--- Begin INPUT DATA ---

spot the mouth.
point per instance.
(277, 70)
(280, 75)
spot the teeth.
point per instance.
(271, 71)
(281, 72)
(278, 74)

--- End INPUT DATA ---

Can you render the lines above as a numbered list, skipping any blank ones?

1. spot the mouth.
2. point per instance.
3. (277, 70)
4. (280, 75)
5. spot the teeth.
6. point per instance.
7. (271, 71)
8. (281, 72)
9. (278, 74)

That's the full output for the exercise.